- Short problem A
Duplicate the records word for word, starting with the first line of the records and going on through the line that contains "[[[99,217],[33,266],[39,294],[108,293]]]", and leave the picture out of your copy.

# WTF toni (amateurke) did it again! WOW------



## tobacmon (May 17, 2007)

Check this out amateurke Bomb the crap out of me--so this feud started with a trade and both of us shot each others ears off--But now toni goes and blows the block up--my neighbors that are still confused and pissed at me. I tried to tell them it was not my fault -- well toni you my friend are in trouble as you will soon see. Take a look at what this guy's gone a did to me.....:biggrin:

The 2 unbanned ones are St. Luis Rey Series "A" !

View attachment 16972
View attachment 16974


----------



## Doogie (Oct 15, 2007)

wow, very nice


----------



## EKGOTSKILLZZ (Jun 17, 2008)

nice sticks


----------



## TAmichael (Jun 12, 2008)

Nice Hit!!!!!


----------



## JonDot (Mar 7, 2008)

Great hit!!Way to go Toni!


----------



## ER Doc (Feb 8, 2007)

Crazy!


----------



## smokinj (Jan 16, 2008)

*Outstanding hit Toni!*


----------



## jam (Dec 29, 2007)

wow very nice


----------



## DOZER (Sep 30, 2007)

Nice Hit!!!!


----------



## LkyLindy (Feb 1, 2008)

Toni knows his way around


----------



## jitzy (Jan 7, 2007)

wow toni is a monster and kicked your ass brother way to go


----------



## tobacmon (May 17, 2007)

jitzy said:


> wow toni is a monster and kicked your ass brother way to go


Yes he did--now what is that I hear--that sound! I heard it just before his landed--it's a familiar sound------


----------



## m69c44 (Nov 5, 2007)

WOW a good old ass kicking. Very nice


----------



## GotaCohiba (Aug 20, 2007)

Incredibly awesome line up of smokes.
Way to knock his ass out Toni.


----------



## Giak (Sep 13, 2007)

Wow Toni, thats impressive! Nice work bro


----------



## sofaman (Jun 20, 2007)

Way to go Toni!!!


----------



## big04deuce (May 16, 2008)

Very nice!!!


----------



## Webmeister (Jun 12, 2007)

Sweet hit Toni - you guys outside the US have a whole different arsenal at your disposal. Great job!

- Short problem B
Change "Sweet" to "Solid" in the forum thread, then write out the passage starting with "Very nice!!!" and going on through "disposal. Great job!".

- Materials provided

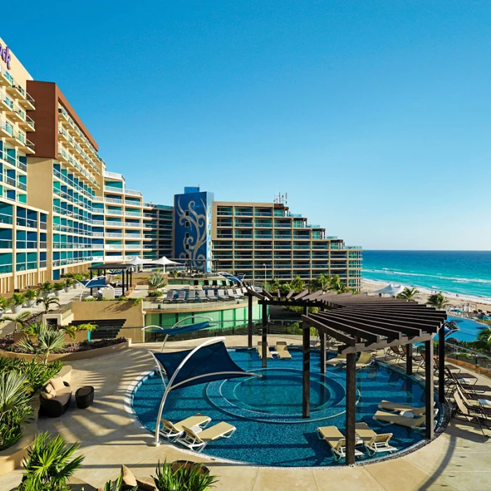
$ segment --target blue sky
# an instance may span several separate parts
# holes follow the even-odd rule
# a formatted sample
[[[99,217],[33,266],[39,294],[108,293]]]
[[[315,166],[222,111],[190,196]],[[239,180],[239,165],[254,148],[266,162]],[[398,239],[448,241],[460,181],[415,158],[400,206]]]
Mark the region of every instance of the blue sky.
[[[147,200],[288,192],[348,244],[491,249],[491,2],[20,8],[1,36]]]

- Correct result A
$ segment --target blue sky
# an instance may span several separate parts
# holes follow the even-odd rule
# a formatted sample
[[[99,217],[33,266],[39,294],[108,293]]]

- Correct result B
Very nice!!!


----------



## Webmeister (Jun 12, 2007)

Solid hit Toni - you guys outside the US have a whole different arsenal at your disposal. Great job!